**Given instruction a:** Put the records below, from the line with "Target: nose landing gear" through the last line of the records, into a JSON list of strings. Give one string per line and skip blank lines.

**Provided passage:**
19) There’s a very good reason that this mural is called, “From These Waters.” In addition to the way the Skagit River has defined our valley, we also have the San Juan Islands at our doorstep. These islands, noted worldwide for the beauty of their landscapes, were originally inhabited by the peoples of the Coast Salish ethnolinguistic group.

20) Meanwhile back at the chariot races, the intrepid driver you see isn’t Charlton Heston. It’s Nawal el Saadawi, an Egyptian writer, feminist, physician, psychiatrist, and last but not least, the founder of the Arab Association for Human Rights. It probably comes as no surprise then that she was imprisoned in Egypt. What is probably more surprising is that she taught at University of Washington. Go Huskies!

21) And what’s this strange pyramid of light in the wake of a Washington State Ferry? Why, it’s the Rock & Roll Hall of Fame (into which more than a few Washington rockers have been inducted), designed by the the world famous architect I.M. Pei. Originally from China, Pei also designed the inverted pyramids at the Louvre in Paris and other internationally acclaimed buildings.

22) Speaking of halls of fame and entertainment, here’s the legendary comedic star of silent film, Charlie Chaplin — an immigrant to America from the same source as our Founders: England. A quote in the mural guide from Congressperson John Rankin seems strangely ironic: “Chaplin’s very life in Hollywood is detrimental to the moral fabric of America.” Are you talking about “the little tramp”? Say it ain’t so, John!

23) The distinguished looking gent peering out at us from the barn is Legson Kayira, who came to the Skagit Valley from the African country of Malawi. Kayira walked barefoot across Africa in his attempt to reach America and continue his education, which he did at Skagit Valley College and University of Washington. He went on to become a writer whose best known work is I Will Try.

**Material provided:**
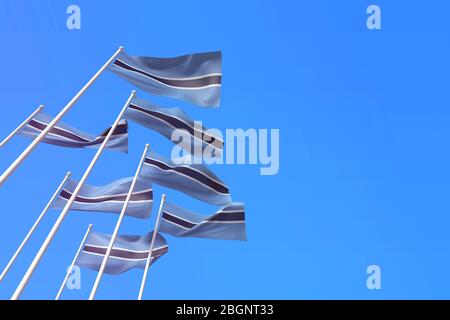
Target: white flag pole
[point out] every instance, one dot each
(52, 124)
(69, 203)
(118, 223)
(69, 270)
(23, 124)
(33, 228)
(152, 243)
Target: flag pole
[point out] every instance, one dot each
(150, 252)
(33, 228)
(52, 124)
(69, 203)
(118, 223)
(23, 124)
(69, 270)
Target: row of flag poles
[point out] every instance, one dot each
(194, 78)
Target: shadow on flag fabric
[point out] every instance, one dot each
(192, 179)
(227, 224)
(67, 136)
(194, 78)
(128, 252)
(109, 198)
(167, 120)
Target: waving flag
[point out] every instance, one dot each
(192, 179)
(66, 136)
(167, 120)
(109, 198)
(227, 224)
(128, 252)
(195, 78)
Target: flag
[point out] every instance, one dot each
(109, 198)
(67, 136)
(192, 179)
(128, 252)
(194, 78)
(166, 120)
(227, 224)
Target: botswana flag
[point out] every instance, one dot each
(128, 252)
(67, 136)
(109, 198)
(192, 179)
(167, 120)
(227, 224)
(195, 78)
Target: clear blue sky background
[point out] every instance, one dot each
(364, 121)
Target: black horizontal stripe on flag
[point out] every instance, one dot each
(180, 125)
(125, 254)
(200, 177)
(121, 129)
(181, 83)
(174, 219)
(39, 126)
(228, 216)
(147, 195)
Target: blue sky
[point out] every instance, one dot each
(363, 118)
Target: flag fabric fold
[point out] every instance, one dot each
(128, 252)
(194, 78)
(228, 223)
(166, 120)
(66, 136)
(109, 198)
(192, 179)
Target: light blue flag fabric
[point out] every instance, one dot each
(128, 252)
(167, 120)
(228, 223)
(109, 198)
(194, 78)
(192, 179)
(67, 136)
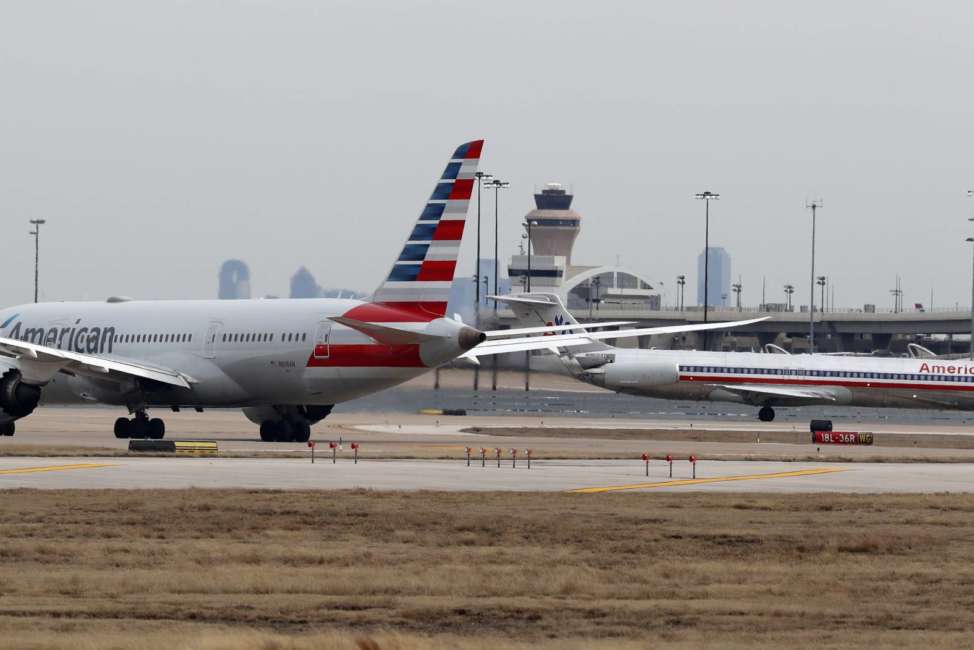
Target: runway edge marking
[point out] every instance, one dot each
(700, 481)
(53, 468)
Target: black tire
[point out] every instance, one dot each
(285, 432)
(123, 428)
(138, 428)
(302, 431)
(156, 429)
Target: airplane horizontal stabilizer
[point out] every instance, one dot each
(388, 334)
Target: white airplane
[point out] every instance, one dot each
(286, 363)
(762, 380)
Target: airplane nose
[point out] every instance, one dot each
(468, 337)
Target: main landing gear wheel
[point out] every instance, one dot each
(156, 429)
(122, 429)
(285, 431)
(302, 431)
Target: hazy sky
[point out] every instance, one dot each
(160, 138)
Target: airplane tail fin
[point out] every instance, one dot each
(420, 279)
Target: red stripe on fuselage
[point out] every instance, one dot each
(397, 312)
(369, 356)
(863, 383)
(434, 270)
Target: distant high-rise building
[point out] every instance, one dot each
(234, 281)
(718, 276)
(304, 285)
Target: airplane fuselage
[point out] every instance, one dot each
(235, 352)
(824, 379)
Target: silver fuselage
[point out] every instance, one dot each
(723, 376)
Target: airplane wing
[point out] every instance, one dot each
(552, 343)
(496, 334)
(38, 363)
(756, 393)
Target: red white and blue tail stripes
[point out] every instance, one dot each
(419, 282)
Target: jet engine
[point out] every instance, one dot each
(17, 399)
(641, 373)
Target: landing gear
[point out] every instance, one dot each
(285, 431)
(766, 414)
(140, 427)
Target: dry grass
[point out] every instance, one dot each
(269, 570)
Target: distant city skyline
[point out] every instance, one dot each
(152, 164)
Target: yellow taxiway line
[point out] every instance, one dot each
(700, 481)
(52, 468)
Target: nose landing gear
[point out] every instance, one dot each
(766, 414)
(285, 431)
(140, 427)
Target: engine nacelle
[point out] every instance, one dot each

**Given instruction b:** Name every person mentioned by name in the mural text.

**Right answer a:**
[
  "Target: nose landing gear",
  "[point out] every instance, one dot each",
  "(766, 414)",
  "(285, 431)",
  "(140, 427)",
  "Target: engine nacelle",
  "[point out] every instance, one dot each"
]

**Right answer b:** Charlton Heston, Nawal el Saadawi, I.M. Pei, Charlie Chaplin, John Rankin, Legson Kayira